* [Exercise] Below are entries; copy exactly the lines from the one with "Target: brown egg" through the one with "Target: twine ball", both included, and leave out the rest.

* [Provided material]
+++
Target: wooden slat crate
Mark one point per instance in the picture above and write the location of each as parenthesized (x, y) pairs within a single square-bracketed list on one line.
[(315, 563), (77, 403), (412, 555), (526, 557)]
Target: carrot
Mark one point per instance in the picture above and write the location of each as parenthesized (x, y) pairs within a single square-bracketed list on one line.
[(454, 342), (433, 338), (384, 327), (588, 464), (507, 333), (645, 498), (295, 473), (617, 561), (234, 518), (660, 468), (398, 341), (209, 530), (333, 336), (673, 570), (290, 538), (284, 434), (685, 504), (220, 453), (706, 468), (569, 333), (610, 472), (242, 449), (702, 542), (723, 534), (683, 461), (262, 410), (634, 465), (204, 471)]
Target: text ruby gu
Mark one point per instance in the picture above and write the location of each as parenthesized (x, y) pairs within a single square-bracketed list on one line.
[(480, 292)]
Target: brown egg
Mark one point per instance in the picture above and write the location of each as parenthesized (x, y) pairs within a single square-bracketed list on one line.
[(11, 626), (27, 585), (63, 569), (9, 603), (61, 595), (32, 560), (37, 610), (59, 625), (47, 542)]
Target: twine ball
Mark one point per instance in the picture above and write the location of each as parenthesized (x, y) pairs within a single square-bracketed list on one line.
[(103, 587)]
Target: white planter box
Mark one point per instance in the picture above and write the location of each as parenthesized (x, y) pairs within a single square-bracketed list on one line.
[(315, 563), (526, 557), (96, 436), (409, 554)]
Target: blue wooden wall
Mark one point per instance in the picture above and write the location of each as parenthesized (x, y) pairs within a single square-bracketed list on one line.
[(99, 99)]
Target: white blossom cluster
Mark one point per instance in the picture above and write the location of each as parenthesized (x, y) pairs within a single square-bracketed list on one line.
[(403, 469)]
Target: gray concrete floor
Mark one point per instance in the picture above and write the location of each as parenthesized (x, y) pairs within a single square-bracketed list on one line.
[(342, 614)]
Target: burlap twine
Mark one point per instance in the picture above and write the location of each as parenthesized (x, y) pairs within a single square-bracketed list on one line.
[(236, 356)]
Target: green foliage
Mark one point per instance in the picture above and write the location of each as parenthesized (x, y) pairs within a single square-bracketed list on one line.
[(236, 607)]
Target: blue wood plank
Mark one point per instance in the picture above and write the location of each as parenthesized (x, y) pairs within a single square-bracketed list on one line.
+++
* [Result of this exercise]
Target: brown egg
Mark one point per instance in the picture above and write the location of each as parenthesized (x, y) pairs within a single square-bracketed list on one line.
[(11, 626), (27, 585), (63, 569), (9, 603), (61, 595), (32, 560), (37, 610), (59, 625), (47, 542)]
Target: twine ball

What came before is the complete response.